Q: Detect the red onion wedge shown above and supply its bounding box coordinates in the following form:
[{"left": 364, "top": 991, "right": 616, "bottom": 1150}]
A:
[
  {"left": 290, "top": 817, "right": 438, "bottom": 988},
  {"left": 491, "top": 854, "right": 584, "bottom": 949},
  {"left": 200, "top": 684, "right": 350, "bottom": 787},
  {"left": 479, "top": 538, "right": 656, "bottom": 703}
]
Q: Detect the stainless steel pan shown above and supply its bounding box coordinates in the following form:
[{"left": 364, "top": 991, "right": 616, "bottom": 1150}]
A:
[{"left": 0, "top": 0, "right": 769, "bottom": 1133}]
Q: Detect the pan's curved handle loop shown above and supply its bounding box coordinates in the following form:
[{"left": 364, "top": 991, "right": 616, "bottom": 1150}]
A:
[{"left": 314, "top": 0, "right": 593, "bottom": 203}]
——————
> [Task instructions]:
Recast each line of the items above as a Markdown table with columns Row and Line, numbering the rows in order and skipping any blank lines.

> [Answer]:
| Row | Line |
|---|---|
| 1 | Q: Detect the red onion wedge shown above and supply its bounding box coordinates in the following form: |
| 2 | [{"left": 364, "top": 991, "right": 616, "bottom": 1150}] |
| 3 | A: |
| 4 | [ |
| 5 |   {"left": 290, "top": 817, "right": 438, "bottom": 988}, |
| 6 |   {"left": 491, "top": 854, "right": 584, "bottom": 949}, |
| 7 |   {"left": 200, "top": 684, "right": 350, "bottom": 787}, |
| 8 |   {"left": 479, "top": 538, "right": 656, "bottom": 703} |
| 9 | ] |
| 10 | Q: Detect the stainless steel pan shown above and supply its bounding box coordinates in the following form: |
| 11 | [{"left": 364, "top": 991, "right": 616, "bottom": 1150}] |
| 12 | A: |
| 13 | [{"left": 0, "top": 0, "right": 769, "bottom": 1133}] |
| 14 | Q: Detect the pan's curved handle loop shown above and supply its bounding box coordinates in the following form: |
| 15 | [{"left": 364, "top": 991, "right": 616, "bottom": 1150}] |
| 16 | A: |
| 17 | [{"left": 314, "top": 0, "right": 593, "bottom": 203}] |